(SELECTED PASSAGE):
╔══
The common-sense view is that we should live by pursuing our own interests, without hurting others. Most people recognize that if we don’t pursue our values—such as food, shelter, health, work, recreation—we cannot survive and be happy.

The authors of the several articles I read ignored this. Instead, upholding altruism as the moral ideal, they set up self-interest as a straw man. In their view, self-interest means exploiting others, based on the assumption that people’s interests automatically conflict.

For example, a CEO’s interest to maximize his compensation, the employees’ interest to maximize theirs, and the shareholders’ interest to maximize the return on their investment allegedly conflict. Because of this perceived conflict, achieving one’s self-interest supposedly requires exploiting others, such as the CEO deceiving the shareholders, or the employees shirking their responsibilities, or the shareholders manipulating the CEO.

If people’s interests unavoidably conflict, then pursuing self-interest automatically harms others. The authors of one article went as far as arguing that self-interest that is harmonious with the interests of others is logically impossible. By their logic, giving a raise to an employee is not in the self-interest of a manager (presumably because that will mean less money available to compensate himself). By the same logic, the manager getting a bonus conflicts with the interests of his employees.
╚══
(EXERCISE A): According to the passage on self-interest, what did the authors of one article argue is logically impossible?

(EXTRACTED ENTRIES):
╔══
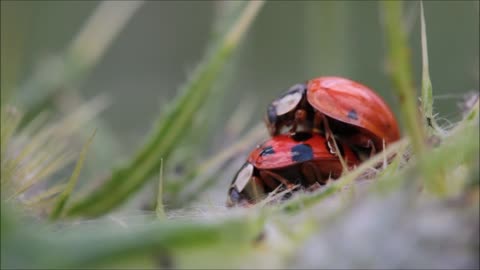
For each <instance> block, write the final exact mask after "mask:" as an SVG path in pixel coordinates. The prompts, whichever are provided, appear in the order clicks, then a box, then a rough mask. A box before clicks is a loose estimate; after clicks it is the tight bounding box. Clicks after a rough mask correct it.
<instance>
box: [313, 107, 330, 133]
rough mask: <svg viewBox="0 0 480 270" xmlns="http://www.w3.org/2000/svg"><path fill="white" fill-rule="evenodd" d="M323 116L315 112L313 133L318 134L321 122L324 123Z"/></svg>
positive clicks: (320, 112) (325, 119)
mask: <svg viewBox="0 0 480 270" xmlns="http://www.w3.org/2000/svg"><path fill="white" fill-rule="evenodd" d="M326 120H327V119H325V116H324V115H323V114H322V113H321V112H319V111H315V114H314V116H313V131H314V132H317V133H320V127H321V126H322V124H323V123H322V122H324V121H326Z"/></svg>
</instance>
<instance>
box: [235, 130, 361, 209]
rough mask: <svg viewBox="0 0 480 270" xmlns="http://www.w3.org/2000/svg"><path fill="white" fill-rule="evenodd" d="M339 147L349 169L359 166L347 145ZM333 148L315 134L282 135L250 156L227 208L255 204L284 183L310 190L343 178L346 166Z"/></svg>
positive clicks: (340, 146) (282, 134)
mask: <svg viewBox="0 0 480 270" xmlns="http://www.w3.org/2000/svg"><path fill="white" fill-rule="evenodd" d="M337 145H338V149H339V151H340V152H341V154H342V156H343V159H344V160H345V162H346V164H347V166H348V167H349V168H351V167H353V166H355V165H357V164H359V160H358V158H357V156H356V155H355V154H354V152H353V151H352V150H351V149H350V148H349V147H348V146H347V145H345V144H342V143H339V144H337ZM330 149H331V146H330V145H329V142H328V141H327V140H326V139H325V138H324V137H323V136H321V135H319V134H315V133H306V132H299V133H295V134H294V135H292V136H289V135H285V134H282V135H278V136H275V137H273V138H271V139H270V140H267V141H266V142H264V143H263V144H261V145H260V146H258V147H257V148H256V149H254V150H253V151H252V152H251V153H250V155H249V157H248V159H247V162H246V163H245V164H244V165H243V166H242V167H241V168H240V170H239V171H238V172H237V174H236V175H235V176H234V178H233V181H232V184H231V186H230V189H229V191H228V199H227V206H228V207H231V206H234V205H241V206H248V205H251V204H254V203H256V202H258V201H259V200H261V199H263V198H264V197H265V196H266V194H268V193H269V192H271V191H273V190H275V189H276V188H277V187H278V186H279V185H281V184H283V186H284V187H286V188H292V187H293V186H295V185H297V184H300V185H301V186H303V187H307V188H308V187H310V186H312V185H314V184H315V183H318V184H320V185H323V184H325V183H326V181H327V180H328V179H330V178H332V179H335V178H338V177H340V175H341V174H342V170H343V168H342V164H341V162H340V159H339V157H338V156H337V155H335V154H333V153H332V151H331V150H330Z"/></svg>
╚══
(EXERCISE B): Reproduce the part of the records that opens with the line containing "</instance>" and closes with the line containing "positive clicks: (340, 146) (282, 134)", renaming "rough mask" to "coarse mask" and leaving everything else unchanged.

(OUTPUT A): Self-interest that is harmonious with the interests of others.

(OUTPUT B):
</instance>
<instance>
box: [235, 130, 361, 209]
coarse mask: <svg viewBox="0 0 480 270" xmlns="http://www.w3.org/2000/svg"><path fill="white" fill-rule="evenodd" d="M339 147L349 169L359 166L347 145ZM333 148L315 134L282 135L250 156L227 208L255 204L284 183L310 190L343 178L346 166Z"/></svg>
positive clicks: (340, 146) (282, 134)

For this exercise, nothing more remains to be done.